**What the task requires:**
Quote the listing below word for word, starting at the line that contains "Return one point per instance of the golden" and continuing through the final line of the listing, with both of those lines included.

**Task inputs:**
======
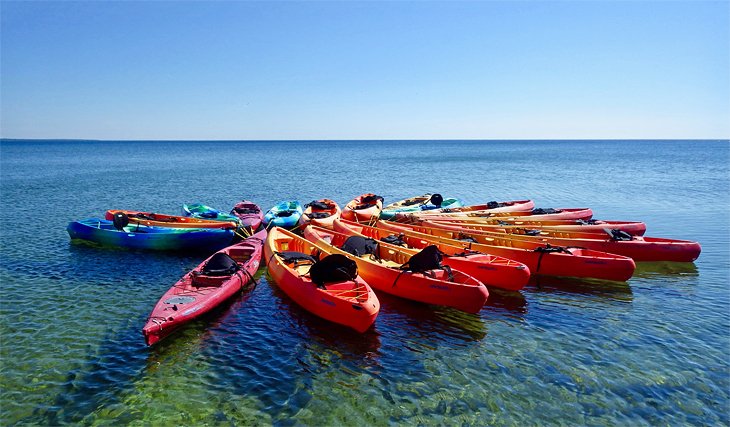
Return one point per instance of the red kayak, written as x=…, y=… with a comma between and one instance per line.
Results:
x=250, y=215
x=540, y=258
x=491, y=270
x=640, y=248
x=325, y=284
x=390, y=269
x=215, y=280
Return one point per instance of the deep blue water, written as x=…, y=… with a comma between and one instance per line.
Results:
x=654, y=350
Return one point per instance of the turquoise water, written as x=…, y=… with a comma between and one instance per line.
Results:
x=654, y=350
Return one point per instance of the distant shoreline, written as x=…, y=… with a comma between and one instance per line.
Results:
x=360, y=140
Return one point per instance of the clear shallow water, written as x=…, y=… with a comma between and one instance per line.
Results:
x=654, y=350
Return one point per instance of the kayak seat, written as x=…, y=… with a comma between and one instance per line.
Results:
x=244, y=211
x=333, y=268
x=494, y=205
x=319, y=205
x=220, y=264
x=545, y=211
x=318, y=215
x=428, y=259
x=296, y=258
x=394, y=240
x=359, y=246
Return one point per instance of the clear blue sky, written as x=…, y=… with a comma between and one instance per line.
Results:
x=361, y=70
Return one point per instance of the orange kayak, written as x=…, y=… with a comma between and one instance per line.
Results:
x=538, y=214
x=172, y=221
x=493, y=271
x=309, y=277
x=540, y=258
x=320, y=212
x=593, y=225
x=640, y=248
x=363, y=208
x=384, y=270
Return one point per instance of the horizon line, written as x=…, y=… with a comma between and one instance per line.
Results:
x=363, y=139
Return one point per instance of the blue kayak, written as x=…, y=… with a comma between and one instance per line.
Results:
x=284, y=214
x=136, y=236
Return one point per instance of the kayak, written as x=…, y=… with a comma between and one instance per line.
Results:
x=538, y=214
x=390, y=269
x=249, y=215
x=320, y=212
x=540, y=258
x=419, y=203
x=640, y=248
x=363, y=208
x=493, y=271
x=162, y=220
x=322, y=283
x=205, y=287
x=511, y=206
x=137, y=236
x=592, y=225
x=283, y=214
x=197, y=210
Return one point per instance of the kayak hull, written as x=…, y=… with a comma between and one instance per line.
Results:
x=464, y=293
x=638, y=248
x=493, y=271
x=198, y=210
x=153, y=219
x=194, y=294
x=573, y=263
x=103, y=232
x=352, y=304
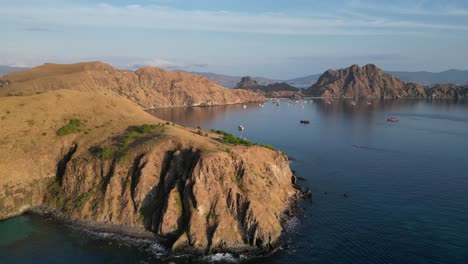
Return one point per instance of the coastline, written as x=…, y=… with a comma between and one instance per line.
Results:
x=148, y=238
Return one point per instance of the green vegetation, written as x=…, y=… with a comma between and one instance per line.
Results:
x=73, y=126
x=231, y=139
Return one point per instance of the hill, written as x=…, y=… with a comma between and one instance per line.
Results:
x=271, y=90
x=432, y=78
x=101, y=162
x=368, y=81
x=149, y=87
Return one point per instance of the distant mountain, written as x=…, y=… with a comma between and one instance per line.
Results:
x=431, y=78
x=368, y=81
x=149, y=87
x=231, y=81
x=4, y=70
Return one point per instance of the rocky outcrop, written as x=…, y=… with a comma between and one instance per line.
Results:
x=189, y=190
x=364, y=82
x=448, y=91
x=148, y=87
x=271, y=90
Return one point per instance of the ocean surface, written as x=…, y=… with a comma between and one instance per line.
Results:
x=382, y=192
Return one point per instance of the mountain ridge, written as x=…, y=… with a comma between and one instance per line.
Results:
x=149, y=87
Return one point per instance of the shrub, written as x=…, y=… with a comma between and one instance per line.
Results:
x=73, y=126
x=146, y=128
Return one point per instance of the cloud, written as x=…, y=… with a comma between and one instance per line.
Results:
x=161, y=17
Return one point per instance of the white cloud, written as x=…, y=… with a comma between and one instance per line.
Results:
x=159, y=17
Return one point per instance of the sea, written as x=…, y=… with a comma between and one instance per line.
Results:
x=383, y=192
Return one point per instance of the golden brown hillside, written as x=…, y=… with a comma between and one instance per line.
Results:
x=105, y=163
x=149, y=87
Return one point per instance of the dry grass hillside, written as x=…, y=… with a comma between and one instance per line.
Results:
x=148, y=87
x=101, y=160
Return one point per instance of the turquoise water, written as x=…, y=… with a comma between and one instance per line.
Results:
x=406, y=185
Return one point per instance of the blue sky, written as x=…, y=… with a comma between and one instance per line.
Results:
x=276, y=39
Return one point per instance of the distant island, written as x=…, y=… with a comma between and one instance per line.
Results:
x=368, y=81
x=149, y=87
x=273, y=90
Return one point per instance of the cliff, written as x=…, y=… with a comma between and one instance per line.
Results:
x=368, y=81
x=271, y=90
x=148, y=87
x=104, y=162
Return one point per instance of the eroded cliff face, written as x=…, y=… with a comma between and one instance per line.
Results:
x=192, y=198
x=183, y=185
x=448, y=91
x=368, y=81
x=149, y=87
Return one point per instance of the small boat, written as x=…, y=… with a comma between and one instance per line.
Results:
x=393, y=119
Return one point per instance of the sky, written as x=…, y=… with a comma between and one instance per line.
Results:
x=271, y=38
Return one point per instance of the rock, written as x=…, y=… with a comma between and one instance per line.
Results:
x=275, y=90
x=178, y=185
x=366, y=82
x=448, y=91
x=148, y=87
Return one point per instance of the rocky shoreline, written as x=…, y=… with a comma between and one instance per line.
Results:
======
**Response:**
Return one point per instance of the golden brown hillside, written as x=…, y=… with a comma between and one instance per line.
Results:
x=105, y=163
x=149, y=87
Return one point per instance of the dry grass hillside, written as x=…, y=… with a comma between and one instance per line.
Results:
x=148, y=87
x=101, y=160
Return one point per instance of the turquoise water, written as x=…, y=… with a comma between and one instance per line.
Results:
x=406, y=185
Return one point per instance of the blue sky, written as x=…, y=… with a comma between and one instance per line.
Results:
x=276, y=39
Return one point per instance of the distant island, written as x=…, y=… with a comma between and one instance per line.
Results:
x=368, y=81
x=149, y=87
x=273, y=90
Return one point per instance of the cliff, written as x=…, y=… with a comma between and one instance per line.
Results:
x=368, y=81
x=271, y=90
x=148, y=87
x=104, y=162
Return one point per instance of the eroded cliff face, written as x=…, y=… with a comma between and one instance per line.
Results:
x=192, y=198
x=183, y=185
x=448, y=91
x=368, y=81
x=149, y=87
Return one point per instance of the small boat, written as x=…, y=… with a comma between and one instance per line.
Results:
x=393, y=119
Return one point per instance of the sky, written as x=…, y=… with a comma between and one instance per line.
Results:
x=271, y=38
Return one point per instance of the rock, written as x=…, y=… with a comma between and one instance per line.
Results:
x=275, y=90
x=178, y=185
x=366, y=82
x=448, y=91
x=148, y=87
Return one point per instance of the rocky shoreline, written as x=…, y=… with a comma between and one instance per line.
Results:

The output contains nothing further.